REQUIREMENT A: According to the Paperweight Development Corp. filing notice, in which court did the Debtors file their voluntary petitions for relief?
REQUIREMENT B: Continue the Paperweight Development Corp. filing notice from where it stops.

SOURCE EXTRACT:

────────────────

Paperweight Development Corp. (the “Company”) has determined that it is unable to file its Quarterly Report on Form 10-Q for the quarter ended October 1, 2017 (the “Form 10-Q”) within the prescribed time period or the extension period pursuant to Rule 12b-25 without unreasonable effort or expense for the reasons described below:
As previously disclosed, on October 1, 2017, Paperweight Development Corp. (the “Company”) and substantially all of its direct and indirect subsidiaries (collectively, the “Debtors”) filed voluntary petitions for relief (the “Bankruptcy Petitions”) under Chapter 11 of Title 11 of the United States Code (the “Bankruptcy Code”) in the United States Bankruptcy Court for the District of Delaware (the “Bankruptcy Court”, and the petitions for relief therein, the “Chapter 11 Filings”). The Debtors have obtained Bankruptcy Court authorization to jointly administer the Chapter 11 cases (the “Chapter 11 Cases”) under the caption “In re Appvion, Inc., et al.” Case No. 17-12082.

────────────────

MATERIAL SHOWN:
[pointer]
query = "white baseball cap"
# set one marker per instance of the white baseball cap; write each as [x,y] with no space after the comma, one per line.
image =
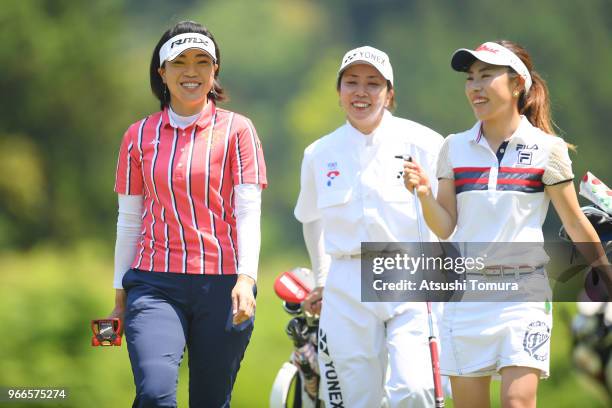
[491,53]
[371,56]
[179,43]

────────────────

EXERCISE ANSWER A: The United States Bankruptcy Court for the District of Delaware.

EXERCISE ANSWER B:
In the time since the Chapter 11 Filing, the Chapter 11 Cases have required substantial management time and attention. Due to the considerable time and resources that management must devote to the Chapter 11 Cases and related administrative requirements, the Company has been unable to complete the preparation of its Form 10-Q within its normal review cycle and has determined that it is unable to timely file its Form 10-Q without unreasonable effort or expense. The Company is required to provide monthly operating reports to the Bankruptcy Court and will provide those reports on a monthly basis as Current Reports on Form 8-K.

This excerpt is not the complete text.